(Document passage):
* begin *

On the one hand, these environmental reviews often take a while and could cloud Elon Musk's goal of having Starship launch sites in Florida ready for service by the end of 2025. "A couple of years would not be a surprise," said George Nield, an aerospace industry consultant and former head of the FAA's Office of Commercial Space Transportation.

 

Another way to look at the recent FAA and Space Force announcements of pending environmental reviews is that SpaceX finally appears to be cementing its plans to launch Starship from Florida. These plans have changed quite a bit in the last five years.

 

The environmental reviews will culminate in a decision on whether to approve SpaceX's proposals for Starship launches at LC-39A and SLC-37. The FAA will then go through a separate licensing process, similar to the framework used to license the first three Starship test launches from South Texas.

 

NASA has contracts with SpaceX worth more than $4 billion to develop a human-rated version of Starship to land astronauts on the Moon on the first two Artemis lunar landing flights later this decade. To do that, SpaceX must stage a fuel depot in low-Earth orbit to refuel the Starship lunar lander before it heads for the Moon. It will take a series of Starship tanker flights—perhaps 10 to 15—to fill the depot with cryogenic propellants.

* end *

(Stated exercise 1):
According to the passage on SpaceX's Starship plans in Florida, how many Starship tanker flights might be needed to fill the depot with cryogenic propellants?
(Stated exercise 2):
For each statement, say whether it agrees with the passage on SpaceX's Starship plans in Florida, and quote the words that decide it: (a) George Nield once led the FAA's Office of Commercial Space Transportation. (b) NASA's contracts with SpaceX for a human-rated Starship are worth under $1 billion. (c) The FAA's licensing of the Florida launches happens separately from the environmental reviews.
(Stated exercise 3):
Go on with the passage on SpaceX's Starship plans in Florida, picking up after its final sentence.
The records are not needed for any of this work.

(Entries supplied):

* begin *

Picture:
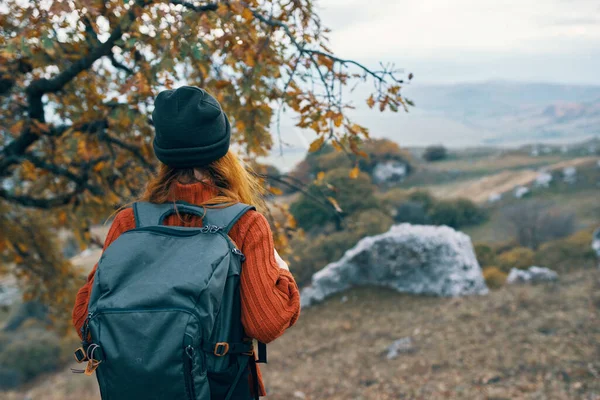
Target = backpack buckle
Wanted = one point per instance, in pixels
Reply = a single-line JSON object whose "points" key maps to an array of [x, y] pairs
{"points": [[221, 349]]}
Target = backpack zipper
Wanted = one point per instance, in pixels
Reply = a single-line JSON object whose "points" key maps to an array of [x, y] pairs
{"points": [[95, 313], [189, 367]]}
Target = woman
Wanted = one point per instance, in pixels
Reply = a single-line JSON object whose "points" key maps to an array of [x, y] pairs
{"points": [[192, 143]]}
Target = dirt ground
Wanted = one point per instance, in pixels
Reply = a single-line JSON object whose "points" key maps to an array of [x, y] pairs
{"points": [[520, 342]]}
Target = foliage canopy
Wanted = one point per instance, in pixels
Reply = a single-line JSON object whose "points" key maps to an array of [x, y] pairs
{"points": [[77, 81]]}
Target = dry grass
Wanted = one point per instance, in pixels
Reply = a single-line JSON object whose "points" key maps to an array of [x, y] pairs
{"points": [[523, 342], [492, 163]]}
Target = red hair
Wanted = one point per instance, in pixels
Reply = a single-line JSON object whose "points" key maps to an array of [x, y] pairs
{"points": [[233, 182]]}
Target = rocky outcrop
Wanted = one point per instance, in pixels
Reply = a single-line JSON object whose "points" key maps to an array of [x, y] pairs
{"points": [[531, 275], [403, 345], [390, 172], [596, 242], [431, 260]]}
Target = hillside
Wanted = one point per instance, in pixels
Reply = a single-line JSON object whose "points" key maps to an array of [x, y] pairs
{"points": [[521, 342]]}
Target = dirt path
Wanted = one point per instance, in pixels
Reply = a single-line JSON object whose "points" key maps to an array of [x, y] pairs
{"points": [[480, 189]]}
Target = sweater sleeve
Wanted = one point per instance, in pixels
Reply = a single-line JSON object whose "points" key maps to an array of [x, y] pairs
{"points": [[270, 296], [121, 223]]}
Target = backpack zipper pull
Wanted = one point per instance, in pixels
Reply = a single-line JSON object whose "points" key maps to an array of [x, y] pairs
{"points": [[237, 251], [190, 352], [85, 328]]}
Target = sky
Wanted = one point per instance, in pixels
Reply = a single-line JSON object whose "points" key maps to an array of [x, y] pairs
{"points": [[449, 41]]}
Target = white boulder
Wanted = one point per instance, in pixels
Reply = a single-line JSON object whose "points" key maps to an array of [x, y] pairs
{"points": [[570, 174], [521, 191], [543, 179], [390, 171], [531, 275], [418, 259]]}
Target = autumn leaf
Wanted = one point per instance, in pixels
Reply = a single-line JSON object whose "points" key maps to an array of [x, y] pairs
{"points": [[276, 191], [335, 204], [371, 101], [16, 128], [247, 14], [337, 120], [317, 144], [292, 223]]}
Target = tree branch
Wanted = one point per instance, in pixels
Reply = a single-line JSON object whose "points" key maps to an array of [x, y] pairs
{"points": [[193, 7], [39, 202]]}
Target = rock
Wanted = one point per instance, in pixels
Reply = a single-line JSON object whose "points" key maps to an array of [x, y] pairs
{"points": [[521, 191], [596, 242], [418, 259], [401, 346], [389, 172], [543, 179], [531, 275], [570, 174], [494, 197], [535, 151]]}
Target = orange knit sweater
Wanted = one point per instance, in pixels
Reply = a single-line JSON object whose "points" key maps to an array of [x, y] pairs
{"points": [[270, 296]]}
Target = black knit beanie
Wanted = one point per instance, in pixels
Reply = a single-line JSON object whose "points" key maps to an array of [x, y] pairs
{"points": [[191, 128]]}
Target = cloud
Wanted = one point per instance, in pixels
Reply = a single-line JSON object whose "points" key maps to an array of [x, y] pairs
{"points": [[463, 30]]}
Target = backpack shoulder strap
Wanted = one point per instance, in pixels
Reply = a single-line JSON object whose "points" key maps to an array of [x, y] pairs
{"points": [[150, 214], [226, 217]]}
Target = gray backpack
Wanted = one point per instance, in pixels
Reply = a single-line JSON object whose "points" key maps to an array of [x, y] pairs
{"points": [[165, 314]]}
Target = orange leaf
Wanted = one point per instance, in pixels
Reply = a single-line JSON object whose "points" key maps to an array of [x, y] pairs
{"points": [[337, 120], [275, 191], [98, 167], [335, 204], [371, 101], [292, 224], [316, 145]]}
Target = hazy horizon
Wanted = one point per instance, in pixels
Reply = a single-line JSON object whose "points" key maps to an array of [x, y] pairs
{"points": [[553, 41]]}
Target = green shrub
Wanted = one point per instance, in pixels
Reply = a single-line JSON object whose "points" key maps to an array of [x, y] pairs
{"points": [[457, 213], [485, 254], [572, 252], [31, 353], [535, 222], [494, 277], [369, 222], [423, 197], [519, 257], [435, 153], [352, 195], [411, 212], [9, 378]]}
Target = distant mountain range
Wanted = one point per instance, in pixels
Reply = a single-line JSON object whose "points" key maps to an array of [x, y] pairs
{"points": [[508, 112], [495, 113]]}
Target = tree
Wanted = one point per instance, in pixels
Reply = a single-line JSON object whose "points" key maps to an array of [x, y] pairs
{"points": [[435, 153], [343, 196], [77, 81], [535, 222]]}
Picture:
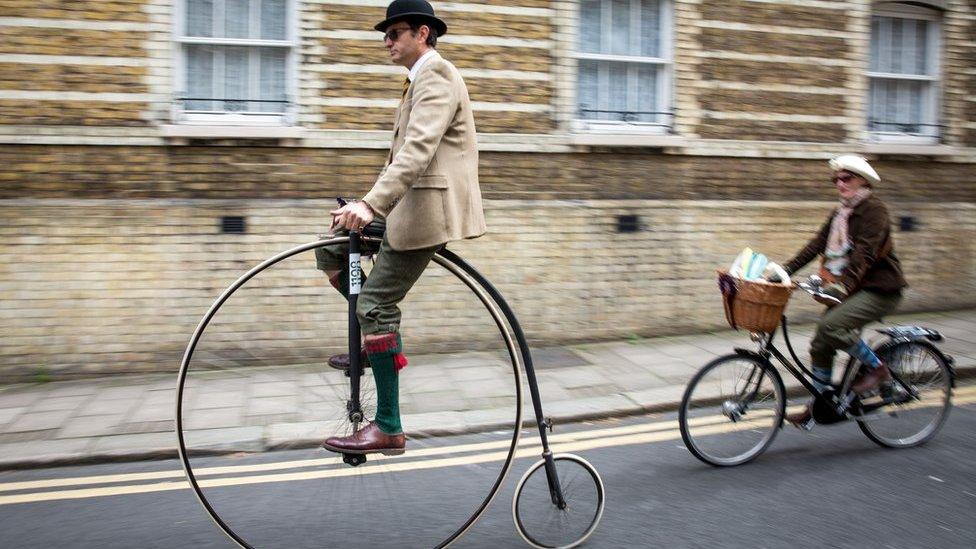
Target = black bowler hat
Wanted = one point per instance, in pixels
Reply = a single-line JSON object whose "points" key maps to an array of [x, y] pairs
{"points": [[398, 10]]}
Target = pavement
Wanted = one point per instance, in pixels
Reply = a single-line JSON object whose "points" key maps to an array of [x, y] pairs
{"points": [[258, 409]]}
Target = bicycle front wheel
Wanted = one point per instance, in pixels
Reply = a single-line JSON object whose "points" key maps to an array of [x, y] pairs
{"points": [[543, 522], [732, 410], [256, 398], [914, 412]]}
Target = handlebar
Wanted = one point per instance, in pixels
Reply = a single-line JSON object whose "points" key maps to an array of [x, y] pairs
{"points": [[814, 287]]}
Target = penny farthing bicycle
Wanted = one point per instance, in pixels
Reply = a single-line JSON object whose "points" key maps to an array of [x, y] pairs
{"points": [[456, 461]]}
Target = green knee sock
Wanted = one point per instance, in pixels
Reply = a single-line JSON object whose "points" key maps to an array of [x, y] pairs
{"points": [[386, 357]]}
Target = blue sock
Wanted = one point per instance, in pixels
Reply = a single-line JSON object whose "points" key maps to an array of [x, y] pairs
{"points": [[821, 377], [864, 354]]}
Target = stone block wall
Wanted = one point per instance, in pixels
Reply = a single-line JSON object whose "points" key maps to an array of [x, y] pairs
{"points": [[110, 248], [112, 273]]}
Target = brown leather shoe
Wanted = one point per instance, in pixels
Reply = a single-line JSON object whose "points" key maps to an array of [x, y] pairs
{"points": [[341, 361], [802, 419], [872, 379], [368, 440]]}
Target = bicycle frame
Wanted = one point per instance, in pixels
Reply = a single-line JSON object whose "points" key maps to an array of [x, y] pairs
{"points": [[843, 396], [542, 422], [355, 364]]}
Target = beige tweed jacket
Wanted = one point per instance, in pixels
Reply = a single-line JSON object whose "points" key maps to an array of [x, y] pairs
{"points": [[428, 191]]}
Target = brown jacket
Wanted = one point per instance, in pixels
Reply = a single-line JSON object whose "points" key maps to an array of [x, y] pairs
{"points": [[869, 228], [428, 191]]}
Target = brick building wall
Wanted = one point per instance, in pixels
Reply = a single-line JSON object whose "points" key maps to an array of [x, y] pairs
{"points": [[110, 209]]}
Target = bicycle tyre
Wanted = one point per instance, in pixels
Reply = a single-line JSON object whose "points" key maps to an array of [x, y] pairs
{"points": [[697, 429], [938, 391], [535, 478], [478, 287]]}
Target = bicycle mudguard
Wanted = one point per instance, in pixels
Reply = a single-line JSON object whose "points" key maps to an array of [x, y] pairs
{"points": [[919, 339], [824, 410], [911, 333]]}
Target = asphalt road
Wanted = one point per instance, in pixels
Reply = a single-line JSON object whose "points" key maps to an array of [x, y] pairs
{"points": [[828, 488]]}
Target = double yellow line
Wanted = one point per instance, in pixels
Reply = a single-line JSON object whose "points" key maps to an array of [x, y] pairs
{"points": [[332, 467]]}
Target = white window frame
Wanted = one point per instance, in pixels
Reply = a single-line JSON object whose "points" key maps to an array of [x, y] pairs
{"points": [[931, 100], [665, 83], [227, 118]]}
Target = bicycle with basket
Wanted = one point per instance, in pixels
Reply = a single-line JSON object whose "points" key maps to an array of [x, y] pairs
{"points": [[734, 406]]}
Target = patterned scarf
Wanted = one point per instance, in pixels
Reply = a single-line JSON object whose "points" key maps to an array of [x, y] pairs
{"points": [[838, 241]]}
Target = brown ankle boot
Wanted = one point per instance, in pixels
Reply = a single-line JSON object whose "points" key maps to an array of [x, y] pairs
{"points": [[802, 419], [871, 380]]}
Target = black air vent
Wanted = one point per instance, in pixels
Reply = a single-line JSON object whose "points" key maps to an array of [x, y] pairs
{"points": [[233, 224], [628, 223], [907, 223]]}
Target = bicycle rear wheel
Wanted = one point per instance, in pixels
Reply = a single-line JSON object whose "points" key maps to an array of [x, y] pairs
{"points": [[911, 415], [544, 523], [732, 410], [308, 497]]}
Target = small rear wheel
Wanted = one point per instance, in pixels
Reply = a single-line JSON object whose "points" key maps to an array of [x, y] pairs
{"points": [[732, 410], [919, 401], [543, 522]]}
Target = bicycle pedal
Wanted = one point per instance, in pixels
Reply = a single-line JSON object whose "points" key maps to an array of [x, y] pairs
{"points": [[354, 459]]}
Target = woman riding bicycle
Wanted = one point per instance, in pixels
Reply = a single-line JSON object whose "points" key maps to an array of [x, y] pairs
{"points": [[859, 267]]}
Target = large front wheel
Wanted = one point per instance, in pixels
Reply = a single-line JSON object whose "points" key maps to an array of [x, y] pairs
{"points": [[732, 410], [542, 519], [919, 401]]}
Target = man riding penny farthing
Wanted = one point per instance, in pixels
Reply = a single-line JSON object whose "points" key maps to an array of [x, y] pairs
{"points": [[426, 196], [429, 195]]}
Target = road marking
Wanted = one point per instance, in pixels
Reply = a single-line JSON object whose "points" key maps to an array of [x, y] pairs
{"points": [[334, 461], [568, 442]]}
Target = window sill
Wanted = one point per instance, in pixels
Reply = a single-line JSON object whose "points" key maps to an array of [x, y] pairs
{"points": [[201, 131], [629, 139], [916, 149]]}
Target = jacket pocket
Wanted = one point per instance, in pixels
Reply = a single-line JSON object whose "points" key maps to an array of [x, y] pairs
{"points": [[431, 182]]}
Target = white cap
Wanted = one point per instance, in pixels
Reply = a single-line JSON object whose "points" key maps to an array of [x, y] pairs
{"points": [[857, 165]]}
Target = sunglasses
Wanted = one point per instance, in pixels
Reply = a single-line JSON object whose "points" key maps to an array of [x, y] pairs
{"points": [[393, 34]]}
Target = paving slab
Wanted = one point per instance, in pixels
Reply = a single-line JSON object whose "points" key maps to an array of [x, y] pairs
{"points": [[252, 409]]}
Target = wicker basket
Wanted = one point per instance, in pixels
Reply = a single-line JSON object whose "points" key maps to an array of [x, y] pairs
{"points": [[753, 305]]}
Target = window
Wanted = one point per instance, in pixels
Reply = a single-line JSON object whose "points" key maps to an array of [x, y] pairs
{"points": [[624, 65], [904, 74], [235, 62]]}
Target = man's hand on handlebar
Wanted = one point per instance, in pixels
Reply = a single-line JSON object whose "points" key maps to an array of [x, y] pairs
{"points": [[352, 216], [835, 291]]}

* end *

(Exercise result 1):
Perhaps 10 to 15 tanker flights.

(Exercise result 2):
(a) Yes: "former head of the FAA's Office of Commercial Space Transportation."
(b) No: "worth more than $4 billion."
(c) Yes: "The FAA will then go through a separate licensing process."

(Exercise result 3):
 

Launching that many Starships over the course of a month or two will require SpaceX to alternate between at least two launch pads. NASA and SpaceX officials say the best way to do this is by launching Starships from one pad in Texas and another in Florida.

 

Earlier this week, Ars spoke with Lisa Watson-Morgan, who manages NASA's human-rated lunar lander program. She was at Kennedy Space Center this week for briefings on the Starship lander and a competing lander from Blue Origin. One of the topics, she said, was the FAA's new environmental review before Starship can launch from LC-39A.

 

"I would say we're doing all we can to pull the schedule to where it needs to be, and we are working with SpaceX to make sure that their timeline, the EIS timeline, and NASA's all work in parallel as much as we can to achieve our objectives," she said. "When you're writing it down on paper just as it is, it looks like there could be some tight areas, but I would say we're collectively working through it."

 

Officially, SpaceX plans to perform a dress rehearsal for the Starship lunar landing in late 2025. This will be a full demonstration, with refueling missions, an uncrewed landing of Starship on the lunar surface, then a takeoff from the Moon, before NASA commits to putting people on Starship on the Artemis III mission, currently slated for September 2026.

 

So you can see that schedules are already tight for the Starship lunar landing demonstration if SpaceX activates launch pads in Florida late next year.

Let’s be real

While the environmental review may not be welcome news for SpaceX, let's be real for a moment. The company has a lot of work to do before Starship can reach the Moon. First and foremost, Watson-Morgan said NASA wants to see SpaceX string together dozens of Starship launches with reliable performance from the rocket's methane-fueled engines. SpaceX must also prove it can refuel Starship in orbit and create a a hospitable crew cabin for astronauts.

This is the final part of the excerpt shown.